For each record that follows, write out an identical copy.

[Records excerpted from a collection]
========================
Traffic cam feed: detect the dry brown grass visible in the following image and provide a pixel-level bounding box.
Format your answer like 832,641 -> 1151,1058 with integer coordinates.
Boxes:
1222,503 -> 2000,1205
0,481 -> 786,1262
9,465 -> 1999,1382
========================
### RESPONSE
Traffic cam feed: detect the dry brown grass visible in the following image and provide a pixel-level bounding box.
Format your answer like 832,641 -> 1151,1058 with integer coordinates.
Boxes:
1222,503 -> 2000,1205
0,481 -> 786,1262
9,465 -> 1999,1382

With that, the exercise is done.